┌─ Reading text

AJAX browsing is a beautiful thing; it provides the user with a much more responsive, fluid, and engaging browsing experience. But is it searchable? That is, can a search engine get the same content as would be delivered to users via an AJAX link? Google is very aware of the need to do something about this little conundrum, and has indeed offered a solution. It is however a bit ugly, so here is my slightly more elegant solution as seen on Callisto.fm and soon to be seen on other site I'm finishing.
The Problem
The user wants to navigate through the site, but why reload the entire page? Why interrupt playback of audio or video? Static elements such as the header, nav, and footer are already there, so why waste time and bandwidth serving them again?
Pulling content into the browser via AJAX is easy, but how do we make that same content visible to search engines? In effect, the following two URLs need to deliver the same content:
http://www.callisto.fm/#/browse/by/channel/
http://www.callisto.fm/browse/by/channel/
The Solution
The solution is comprised of three key steps:
1. Serve traditional relative URLs so that search engines can reach them
2. Use javascript to make select URLs AJAX driven on the client side
3. Have the server respond with only unique content for any AJAX request
Let's first take a look at a portion of the raw HTML as sent by the server for a plain ol' GET of http://www.callisto.fm/ . (Apologies in advance for the wierd spaces inside anchor tags in code view. For some reason Posterous was refactoring the HTML entities and actually showing a link instead of code.)
<ul class="nav main">
<li class="listen">< a id="btnListen" class="hash selected" href="/">Listen</a ></li>
<li class="browse">< a id="btnBrowse" class="hash" href="/browse/by/channel/">Browse</a > </li>
<li class="search">< a id="btnSearch" class="hash" href="/search/">Search</a ></li>
</ul>
Notice the anchors in the code above: the href attributes do not contain a hash tag. This allows search engines to reach that URL and get the appropriate content. Of course that's old stuff we learned in HTML 101 which we need, but we also need those URLs to be AJAX driven as far as the user in concerned.
Now notice that the anchors have the class "hash" assigned to them. We use jQuery and the following bit of javascript to dynamically insert the hash tag:
$('a.hash').each(function()
{
this.href='/#'+$(this).attr('href');
});
I'm sure you've already figured out what this code doing: javascript is grabbing every anchor with the class="hash" and prepending the hash tag to the URL. Because search engines dont execute javascript, this solution falls neatly into place when the code is rendered in a browser.
The Client-Side AJAX Request
Now that our href's have been modified to include the necessary hash, we need to implement the AJAX request and display the content. Take a look at the following code:
if("onhashchange" in window)

└─

--- Required action ---
Reproduce word for word the passage of the AJAX browsing post between "AJAX browsing is" and "serving them again?", inclusive. The lines after this sentence serve no purpose here.

┌─ Data extracts

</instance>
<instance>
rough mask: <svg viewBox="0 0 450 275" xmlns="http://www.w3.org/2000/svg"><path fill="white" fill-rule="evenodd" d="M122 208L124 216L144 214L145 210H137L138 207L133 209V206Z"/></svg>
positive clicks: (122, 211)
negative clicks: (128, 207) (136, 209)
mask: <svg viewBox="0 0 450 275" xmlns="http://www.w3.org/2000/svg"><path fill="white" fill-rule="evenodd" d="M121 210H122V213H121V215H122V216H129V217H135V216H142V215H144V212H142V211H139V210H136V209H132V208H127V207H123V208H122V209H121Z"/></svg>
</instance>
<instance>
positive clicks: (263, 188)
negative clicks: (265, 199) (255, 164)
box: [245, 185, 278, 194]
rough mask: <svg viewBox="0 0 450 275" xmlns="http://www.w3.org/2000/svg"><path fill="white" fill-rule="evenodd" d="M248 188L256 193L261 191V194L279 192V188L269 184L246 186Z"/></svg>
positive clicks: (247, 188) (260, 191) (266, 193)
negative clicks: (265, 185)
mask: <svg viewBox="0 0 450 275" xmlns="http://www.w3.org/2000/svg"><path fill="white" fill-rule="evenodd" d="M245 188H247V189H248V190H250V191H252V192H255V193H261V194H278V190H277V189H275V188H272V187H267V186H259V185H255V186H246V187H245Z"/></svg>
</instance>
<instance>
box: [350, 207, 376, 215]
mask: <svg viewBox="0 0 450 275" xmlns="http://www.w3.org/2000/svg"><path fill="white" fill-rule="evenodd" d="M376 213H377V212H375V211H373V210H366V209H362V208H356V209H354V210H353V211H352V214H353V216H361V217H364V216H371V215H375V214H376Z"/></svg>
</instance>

└─

--- Reply to the task ---
AJAX browsing is a beautiful thing; it provides the user with a much more responsive, fluid, and engaging browsing experience. But is it searchable? That is, can a search engine get the same content as would be delivered to users via an AJAX link? Google is very aware of the need to do something about this little conundrum, and has indeed offered a solution. It is however a bit ugly, so here is my slightly more elegant solution as seen on Callisto.fm and soon to be seen on other site I'm finishing.
The Problem
The user wants to navigate through the site, but why reload the entire page? Why interrupt playback of audio or video? Static elements such as the header, nav, and footer are already there, so why waste time and bandwidth serving them again?